What this task involves — Write out the data below in full, please. Keep every character as given.

[Collected data]
>>>>

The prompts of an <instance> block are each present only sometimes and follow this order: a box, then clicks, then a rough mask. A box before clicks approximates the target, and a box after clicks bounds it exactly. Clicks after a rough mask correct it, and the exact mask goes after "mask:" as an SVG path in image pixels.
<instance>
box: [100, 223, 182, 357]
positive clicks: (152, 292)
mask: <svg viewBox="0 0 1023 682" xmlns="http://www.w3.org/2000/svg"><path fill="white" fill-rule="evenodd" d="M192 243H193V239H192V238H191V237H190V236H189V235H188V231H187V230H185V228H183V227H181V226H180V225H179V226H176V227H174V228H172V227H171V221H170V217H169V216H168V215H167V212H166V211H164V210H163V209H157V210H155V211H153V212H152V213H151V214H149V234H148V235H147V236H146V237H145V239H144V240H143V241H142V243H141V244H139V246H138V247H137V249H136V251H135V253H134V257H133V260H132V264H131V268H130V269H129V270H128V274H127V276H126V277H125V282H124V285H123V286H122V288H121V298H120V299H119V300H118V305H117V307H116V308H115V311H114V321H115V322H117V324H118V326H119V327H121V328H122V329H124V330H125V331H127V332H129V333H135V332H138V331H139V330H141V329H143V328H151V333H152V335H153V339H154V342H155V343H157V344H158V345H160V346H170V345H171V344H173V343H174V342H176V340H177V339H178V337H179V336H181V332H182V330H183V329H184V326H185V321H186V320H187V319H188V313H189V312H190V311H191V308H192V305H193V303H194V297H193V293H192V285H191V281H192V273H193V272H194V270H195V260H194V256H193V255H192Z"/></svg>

<<<<

Written answer —
The prompts of an <instance> block are each present only sometimes and follow this order: a box, then clicks, then a rough mask. A box before clicks approximates the target, and a box after clicks bounds it exactly. Clicks after a rough mask correct it, and the exact mask goes after "mask:" as an SVG path in image pixels.
<instance>
box: [100, 223, 182, 357]
positive clicks: (152, 292)
mask: <svg viewBox="0 0 1023 682" xmlns="http://www.w3.org/2000/svg"><path fill="white" fill-rule="evenodd" d="M192 243H193V239H192V238H191V237H190V236H189V235H188V231H187V230H185V228H183V227H181V226H180V225H179V226H176V227H174V228H172V227H171V221H170V217H169V216H168V215H167V212H166V211H164V210H163V209H157V210H155V211H153V212H152V213H151V214H149V234H148V235H147V236H146V237H145V239H144V240H143V241H142V243H141V244H139V246H138V247H137V249H136V251H135V253H134V257H133V260H132V264H131V268H130V269H129V270H128V274H127V276H126V277H125V282H124V285H123V286H122V288H121V298H120V299H119V300H118V305H117V307H116V308H115V311H114V321H115V322H117V324H118V326H119V327H121V328H122V329H124V330H125V331H127V332H129V333H135V332H138V331H139V330H141V329H143V328H151V333H152V335H153V339H154V342H155V343H157V344H158V345H160V346H170V345H171V344H173V343H174V342H176V340H177V339H178V337H179V336H181V332H182V330H183V329H184V326H185V321H186V320H187V319H188V313H189V312H190V311H191V308H192V305H193V303H194V297H193V293H192V285H191V281H192V273H193V272H194V270H195V260H194V256H193V255H192Z"/></svg>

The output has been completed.